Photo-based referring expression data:
○ ○ ○

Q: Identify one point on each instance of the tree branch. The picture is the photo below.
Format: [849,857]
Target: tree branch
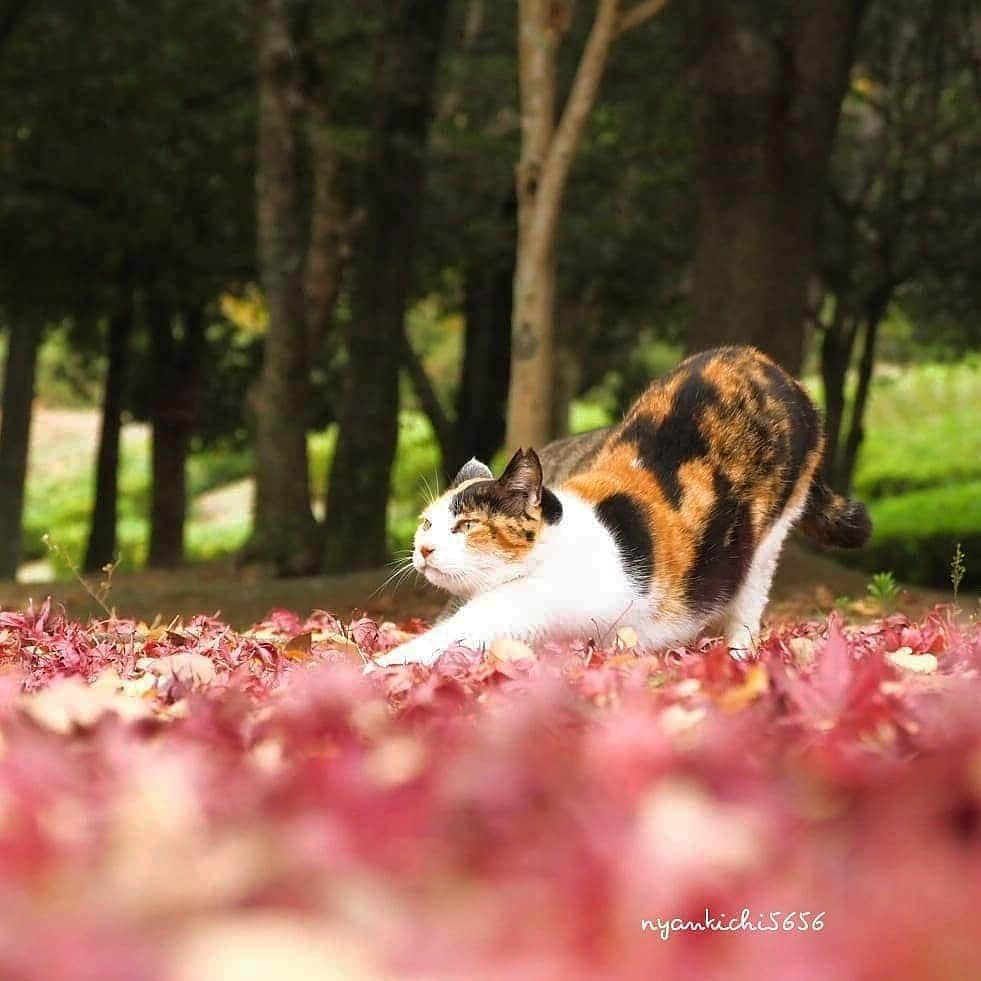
[428,399]
[638,14]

○ ○ ○

YOUR TASK:
Apart from the pictures, return every entry above exactly as given.

ANSWER FOR THIS EXERCISE:
Q: Identify one point on each instance of the tree branch. The picture is the photo below.
Format: [849,857]
Target: tree branch
[428,399]
[638,14]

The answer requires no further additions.